● **Short exercise**
Convert the lines below into a Markdown table with the columns "Row" and "Line," numbering each row and omitting blank lines.

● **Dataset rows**

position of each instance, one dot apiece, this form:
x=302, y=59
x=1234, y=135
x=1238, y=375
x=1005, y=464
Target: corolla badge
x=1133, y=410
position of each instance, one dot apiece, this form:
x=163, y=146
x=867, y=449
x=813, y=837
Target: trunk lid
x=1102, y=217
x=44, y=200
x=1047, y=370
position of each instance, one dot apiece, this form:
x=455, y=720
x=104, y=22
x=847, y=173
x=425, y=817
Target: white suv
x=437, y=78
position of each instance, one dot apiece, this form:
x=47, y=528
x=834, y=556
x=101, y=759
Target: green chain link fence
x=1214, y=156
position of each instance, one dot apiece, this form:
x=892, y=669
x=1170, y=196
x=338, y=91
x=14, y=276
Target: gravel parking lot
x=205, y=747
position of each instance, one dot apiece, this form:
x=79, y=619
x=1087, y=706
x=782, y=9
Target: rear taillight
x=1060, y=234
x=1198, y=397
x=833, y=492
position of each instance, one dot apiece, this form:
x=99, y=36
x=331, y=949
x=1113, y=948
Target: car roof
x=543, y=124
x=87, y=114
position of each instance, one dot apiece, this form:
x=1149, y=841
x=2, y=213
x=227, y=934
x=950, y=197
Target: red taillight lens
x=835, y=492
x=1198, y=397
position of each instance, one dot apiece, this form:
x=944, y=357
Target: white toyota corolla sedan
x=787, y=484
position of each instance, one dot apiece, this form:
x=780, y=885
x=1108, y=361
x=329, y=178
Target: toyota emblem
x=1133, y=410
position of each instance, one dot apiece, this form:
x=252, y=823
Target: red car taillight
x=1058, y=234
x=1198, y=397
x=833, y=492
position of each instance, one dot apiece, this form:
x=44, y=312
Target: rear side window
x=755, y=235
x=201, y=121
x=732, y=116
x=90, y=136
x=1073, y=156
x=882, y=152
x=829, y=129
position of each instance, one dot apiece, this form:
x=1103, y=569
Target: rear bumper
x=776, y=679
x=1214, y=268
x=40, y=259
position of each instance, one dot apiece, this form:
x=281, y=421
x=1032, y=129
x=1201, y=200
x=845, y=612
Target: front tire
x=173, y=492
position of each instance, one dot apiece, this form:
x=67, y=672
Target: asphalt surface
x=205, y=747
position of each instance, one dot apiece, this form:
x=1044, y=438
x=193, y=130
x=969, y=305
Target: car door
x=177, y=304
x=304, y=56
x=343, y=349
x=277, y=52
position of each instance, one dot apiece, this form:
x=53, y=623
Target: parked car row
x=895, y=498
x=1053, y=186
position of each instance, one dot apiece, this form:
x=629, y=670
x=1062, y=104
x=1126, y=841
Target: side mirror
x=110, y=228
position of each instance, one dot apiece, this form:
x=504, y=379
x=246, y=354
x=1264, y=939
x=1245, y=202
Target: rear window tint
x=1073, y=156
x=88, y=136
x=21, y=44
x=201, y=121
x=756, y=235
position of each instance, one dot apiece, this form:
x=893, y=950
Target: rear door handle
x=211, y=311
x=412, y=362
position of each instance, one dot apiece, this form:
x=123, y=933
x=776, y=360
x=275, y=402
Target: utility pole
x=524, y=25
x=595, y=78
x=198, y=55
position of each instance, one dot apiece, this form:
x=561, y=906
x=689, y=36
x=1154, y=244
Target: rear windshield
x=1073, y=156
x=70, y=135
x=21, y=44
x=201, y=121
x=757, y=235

● **The response**
| Row | Line |
|---|---|
| 1 | position of each instance, one dot apiece, this form: |
| 2 | x=302, y=59 |
| 3 | x=1234, y=135 |
| 4 | x=1238, y=375 |
| 5 | x=1005, y=464 |
| 6 | Target: corolla badge |
| 7 | x=1133, y=410 |
| 8 | position of each instance, one dot apiece, this form: |
| 9 | x=163, y=146 |
| 10 | x=867, y=449 |
| 11 | x=813, y=837 |
| 12 | Target: trunk lid |
| 13 | x=1102, y=217 |
| 14 | x=44, y=200 |
| 15 | x=1047, y=370 |
| 16 | position of each instance, one dot apiece, this form: |
| 17 | x=455, y=720 |
| 18 | x=104, y=22 |
| 19 | x=847, y=173 |
| 20 | x=425, y=817 |
| 21 | Target: white suv |
| 22 | x=437, y=78 |
| 23 | position of each instance, one dot apiece, this form: |
| 24 | x=47, y=528 |
| 25 | x=834, y=556 |
| 26 | x=101, y=759 |
| 27 | Target: green chain link fence |
| 28 | x=1214, y=156 |
| 29 | position of each instance, one dot apiece, this form: |
| 30 | x=892, y=669 |
| 31 | x=1170, y=196 |
| 32 | x=338, y=91 |
| 33 | x=14, y=276 |
| 34 | Target: gravel parking lot |
| 35 | x=205, y=747 |
| 36 | position of each instance, one dot apiece, this form: |
| 37 | x=79, y=619 |
| 38 | x=1087, y=706 |
| 39 | x=782, y=9 |
| 40 | Target: rear taillight |
| 41 | x=1060, y=234 |
| 42 | x=1198, y=397 |
| 43 | x=833, y=492 |
| 44 | position of each instance, one dot apiece, this form: |
| 45 | x=99, y=36 |
| 46 | x=331, y=949 |
| 47 | x=1113, y=948 |
| 48 | Target: car roof |
| 49 | x=543, y=124 |
| 50 | x=87, y=114 |
| 51 | position of each instance, one dot apiece, this form: |
| 52 | x=1149, y=841 |
| 53 | x=2, y=213 |
| 54 | x=227, y=934 |
| 55 | x=950, y=197 |
| 56 | Target: red taillight lens |
| 57 | x=835, y=492 |
| 58 | x=1198, y=397 |
| 59 | position of each instance, one dot apiece, this form: |
| 60 | x=944, y=357 |
| 61 | Target: white toyota corolla sedan |
| 62 | x=787, y=484 |
| 63 | position of each instance, one dot apiece, this form: |
| 64 | x=780, y=885 |
| 65 | x=1108, y=361 |
| 66 | x=329, y=178 |
| 67 | Target: toyota emblem |
| 68 | x=1133, y=410 |
| 69 | position of each instance, one dot apiece, this form: |
| 70 | x=252, y=823 |
| 71 | Target: red car taillight |
| 72 | x=1058, y=234 |
| 73 | x=1198, y=397 |
| 74 | x=833, y=492 |
| 75 | position of each instance, one dot apiece, this form: |
| 76 | x=44, y=312 |
| 77 | Target: rear side window |
| 78 | x=755, y=235 |
| 79 | x=201, y=121 |
| 80 | x=732, y=116 |
| 81 | x=90, y=136 |
| 82 | x=1073, y=156 |
| 83 | x=882, y=152 |
| 84 | x=829, y=129 |
| 85 | position of each instance, one dot apiece, this form: |
| 86 | x=1103, y=569 |
| 87 | Target: rear bumper |
| 88 | x=776, y=679 |
| 89 | x=1214, y=268 |
| 90 | x=40, y=259 |
| 91 | position of each instance, one dot apiece, this form: |
| 92 | x=281, y=421 |
| 93 | x=1032, y=129 |
| 94 | x=1201, y=200 |
| 95 | x=845, y=612 |
| 96 | Target: front tire |
| 97 | x=173, y=492 |
| 98 | position of each instance, one dot apiece, this form: |
| 99 | x=67, y=672 |
| 100 | Target: asphalt surface |
| 101 | x=205, y=747 |
| 102 | position of each instance, one dot apiece, this form: |
| 103 | x=1044, y=438 |
| 104 | x=193, y=130 |
| 105 | x=969, y=305 |
| 106 | Target: car door |
| 107 | x=177, y=304 |
| 108 | x=304, y=56 |
| 109 | x=343, y=349 |
| 110 | x=277, y=52 |
| 111 | position of each instance, one dot apiece, this form: |
| 112 | x=53, y=623 |
| 113 | Target: parked car row |
| 114 | x=895, y=498 |
| 115 | x=1053, y=186 |
| 116 | position of each instance, one dot apiece, this form: |
| 117 | x=629, y=670 |
| 118 | x=1062, y=104 |
| 119 | x=1126, y=841 |
| 120 | Target: side mirror |
| 121 | x=110, y=228 |
| 122 | position of each instance, one dot apiece, this form: |
| 123 | x=504, y=379 |
| 124 | x=246, y=354 |
| 125 | x=1264, y=939 |
| 126 | x=1245, y=202 |
| 127 | Target: rear window tint |
| 128 | x=1073, y=156 |
| 129 | x=88, y=136 |
| 130 | x=21, y=44 |
| 131 | x=201, y=121 |
| 132 | x=756, y=235 |
| 133 | position of each instance, one dot apiece, this form: |
| 134 | x=893, y=950 |
| 135 | Target: rear door handle |
| 136 | x=211, y=311 |
| 137 | x=412, y=362 |
| 138 | position of each instance, one dot apiece, this form: |
| 139 | x=123, y=933 |
| 140 | x=776, y=360 |
| 141 | x=275, y=402 |
| 142 | Target: utility pole |
| 143 | x=524, y=25 |
| 144 | x=595, y=78 |
| 145 | x=198, y=55 |
| 146 | position of each instance, one dot apiece, this form: |
| 147 | x=561, y=906 |
| 148 | x=689, y=36 |
| 149 | x=1154, y=244 |
| 150 | Target: rear windshield |
| 151 | x=1073, y=156 |
| 152 | x=70, y=135 |
| 153 | x=21, y=44 |
| 154 | x=201, y=121 |
| 155 | x=757, y=235 |